Task input start
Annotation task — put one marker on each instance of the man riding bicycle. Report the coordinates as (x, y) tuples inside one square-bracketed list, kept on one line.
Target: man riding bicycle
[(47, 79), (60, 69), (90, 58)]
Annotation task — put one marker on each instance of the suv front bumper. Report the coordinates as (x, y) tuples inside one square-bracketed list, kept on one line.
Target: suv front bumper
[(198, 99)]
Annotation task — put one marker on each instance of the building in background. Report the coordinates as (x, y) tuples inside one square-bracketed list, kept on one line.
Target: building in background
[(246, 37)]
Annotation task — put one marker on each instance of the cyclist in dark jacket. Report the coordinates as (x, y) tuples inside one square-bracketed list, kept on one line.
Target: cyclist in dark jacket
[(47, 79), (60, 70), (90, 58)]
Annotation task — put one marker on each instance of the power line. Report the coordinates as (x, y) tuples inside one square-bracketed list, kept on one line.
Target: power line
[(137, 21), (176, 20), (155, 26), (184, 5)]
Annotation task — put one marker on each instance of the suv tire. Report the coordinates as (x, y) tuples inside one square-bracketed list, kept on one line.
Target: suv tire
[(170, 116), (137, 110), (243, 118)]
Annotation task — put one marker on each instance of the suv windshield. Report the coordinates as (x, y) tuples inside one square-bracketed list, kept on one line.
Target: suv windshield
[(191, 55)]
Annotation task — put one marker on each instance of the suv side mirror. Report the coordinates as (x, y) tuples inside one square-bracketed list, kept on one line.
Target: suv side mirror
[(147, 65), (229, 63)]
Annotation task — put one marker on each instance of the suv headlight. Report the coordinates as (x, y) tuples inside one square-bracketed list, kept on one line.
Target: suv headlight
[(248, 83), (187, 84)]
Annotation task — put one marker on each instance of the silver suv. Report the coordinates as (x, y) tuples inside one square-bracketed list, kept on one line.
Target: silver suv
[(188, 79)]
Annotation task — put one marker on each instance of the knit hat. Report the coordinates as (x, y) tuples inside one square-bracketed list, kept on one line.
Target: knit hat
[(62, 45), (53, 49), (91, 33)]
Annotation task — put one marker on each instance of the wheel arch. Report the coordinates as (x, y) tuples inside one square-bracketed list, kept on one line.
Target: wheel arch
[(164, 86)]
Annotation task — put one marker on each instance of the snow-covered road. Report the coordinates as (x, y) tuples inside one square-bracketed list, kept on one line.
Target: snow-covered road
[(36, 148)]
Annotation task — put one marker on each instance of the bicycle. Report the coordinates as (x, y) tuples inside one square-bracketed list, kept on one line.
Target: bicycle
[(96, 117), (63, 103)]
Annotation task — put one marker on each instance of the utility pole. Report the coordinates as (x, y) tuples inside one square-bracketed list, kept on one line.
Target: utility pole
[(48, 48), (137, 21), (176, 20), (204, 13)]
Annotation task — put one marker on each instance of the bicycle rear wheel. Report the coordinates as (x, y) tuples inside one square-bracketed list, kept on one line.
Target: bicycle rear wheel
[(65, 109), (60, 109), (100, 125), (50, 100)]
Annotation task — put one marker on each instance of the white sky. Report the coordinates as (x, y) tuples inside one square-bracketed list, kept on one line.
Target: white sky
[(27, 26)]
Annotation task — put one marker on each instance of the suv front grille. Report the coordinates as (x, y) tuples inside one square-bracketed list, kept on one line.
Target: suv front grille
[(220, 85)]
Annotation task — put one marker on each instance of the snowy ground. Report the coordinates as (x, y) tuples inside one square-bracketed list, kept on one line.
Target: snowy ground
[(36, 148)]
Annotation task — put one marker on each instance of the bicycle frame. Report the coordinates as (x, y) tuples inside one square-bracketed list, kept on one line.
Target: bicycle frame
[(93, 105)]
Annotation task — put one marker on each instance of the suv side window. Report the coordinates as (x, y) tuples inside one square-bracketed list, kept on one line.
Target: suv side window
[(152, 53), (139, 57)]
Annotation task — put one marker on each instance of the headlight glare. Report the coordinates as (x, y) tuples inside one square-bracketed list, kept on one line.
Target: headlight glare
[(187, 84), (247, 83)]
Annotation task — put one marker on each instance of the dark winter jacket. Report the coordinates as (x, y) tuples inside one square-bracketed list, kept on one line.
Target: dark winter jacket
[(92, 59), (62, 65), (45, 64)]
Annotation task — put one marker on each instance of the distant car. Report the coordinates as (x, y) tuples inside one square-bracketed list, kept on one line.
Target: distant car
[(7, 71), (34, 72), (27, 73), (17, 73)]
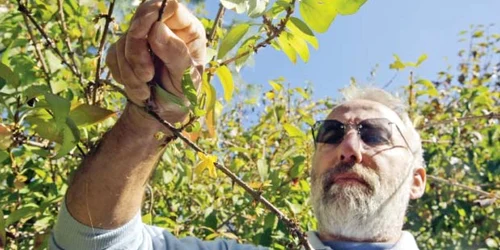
Task input end
Written instruction | Set down all of the items above again, word for word and in the same order, omitting the pictures.

Complete output |
Annotation task — put one marker on each instance of the man riding bicycle. Report the coordinates as (x, y) tuples inside one square-bracketed list, kept on one line.
Target: man riding bicycle
[(47, 79), (60, 69), (90, 58)]
Annotation task — put one marker on each instance of the suv front bumper. Report the coordinates as (x, y) tuples inside one square-bracketed list, kept on one line.
Target: suv front bumper
[(198, 99)]
Annotation task — put one marker on each instance of the building in background. Report the coordinates as (x, y) tuples inside one square-bracketed list, kept on one line.
Target: building in background
[(246, 37)]
Annotation task — put one marker on each instance of the cyclist in dark jacket. Report the coordinates as (x, y) tuples inside one square-bracketed list, kept on one line.
Target: cyclist in dark jacket
[(47, 79), (60, 70), (90, 58)]
Annotation task — put one marker on each instance of the power line. Report the coordinates as (x, y) tuples inside one square-bracketed list, kept on one line.
Target: power line
[(137, 21), (176, 20), (155, 26), (184, 5)]
Annotation task — put one marker on each instance of the suv tire. Report the coordinates as (x, y) tuples inside one square-bracketed list, kept on one line.
Target: suv tire
[(170, 116), (137, 110), (243, 118)]
Annotation task — put one marker on each instance of the suv windshield. Report the coordinates as (x, y) tuples inside one square-bracketed list, kept on one line.
Target: suv windshield
[(191, 55)]
Annotation task — put one marker on each instance of the suv side mirror. Report the coordinates as (x, y) tuples inside one square-bracketed list, kept on one line.
Target: suv side mirror
[(147, 65), (229, 63)]
Annotation task — put one marker on each instance of the suv headlight. Report the coordinates as (x, y) tuples inside one square-bracketed list, kept on one line.
Target: suv headlight
[(248, 83), (187, 84)]
Annotation task — put one marker on each instance of the silver suv. Report the coordinates as (x, y) tuples inside one square-bracketed list, kept on one line.
Target: silver suv
[(188, 79)]
Annotation task — put one marker on each instance of the knit hat. Report the coordinates as (x, y) tuples inside one square-bracketed list, kept on one line.
Target: knit hat
[(62, 45), (53, 49), (91, 33)]
Annotation task — put one marker on each instance of the wheel arch. Report the coordinates as (x, y) tuples inside one square-bracketed list, kept on one line.
Target: wheel arch
[(164, 86)]
Annotation task — put one marker on each instance of the snow-covered road. Report the coordinates as (x, y) tuples inside one square-bracketed list, kept on one line.
Target: snow-covered road
[(36, 148)]
Annotation task — put one marker on each instance of the bicycle. Report the coordinates as (x, y) tuples inside one square-bracketed list, kept on one line.
Target: bicycle
[(96, 117), (63, 103)]
Annotation task — put one marker on each instance of the utility pole. Report the coordinates as (x, y) tuples inside one square-bracketed list, kept on one line.
Target: utility pole
[(48, 48), (137, 21), (176, 20), (204, 13)]
Annotation task — put one marker on each instance of the bicycle rear wheel. Report the coordinates as (x, y) tuples inside one square-bracketed list, kept on one line.
Target: bicycle rear wheel
[(65, 109), (60, 109), (100, 125), (50, 100)]
Annotation task — put one marker on each instance of the white sky. Report the coordinates as (x, y) tuples inside one square-bracketed list, kept on one line.
Target: white sky
[(27, 26)]
Annotation task — put one marker on each instance of the suv front grille. Report the coordinates as (x, y) tuples inside one square-bracketed list, kept on one line.
Target: suv front grille
[(220, 85)]
Annotation task — put one marker on each instance of the snowy ground. Report the coordinates as (x, y) tuples inside one square-bracketed list, kept on one line.
Target: snowy ground
[(36, 148)]
Annotation task — put one marker on each instance of the bicycle frame. Report the coordinates as (x, y) tuples inside one square-bracketed list, kept on one line.
Target: bicycle frame
[(93, 105)]
Annotation task — put one marker on each instance of the suv side window. Report the coordinates as (x, y) tuples inside one square-bracketed list, kept on one line.
Target: suv side window
[(152, 53), (139, 57)]
Annotation task — put one marker on each instance of the headlight glare. Report the coordinates as (x, y) tuples inside one square-bracketed list, kept on one line.
Target: headlight glare
[(187, 84), (247, 83)]
Annotation task — put one marker on each instance of the dark winter jacket. Report the coordinates as (x, y) tuples inside one square-bracketed list, kept on one line.
Target: dark winter jacket
[(92, 59), (62, 65), (45, 64)]
Annotation task — put one marker on each instance of the distant car. Report the coordinates as (x, y) tuples inside one square-bracketed list, kept on one line.
Target: distant car
[(7, 71), (34, 72), (27, 73), (17, 73)]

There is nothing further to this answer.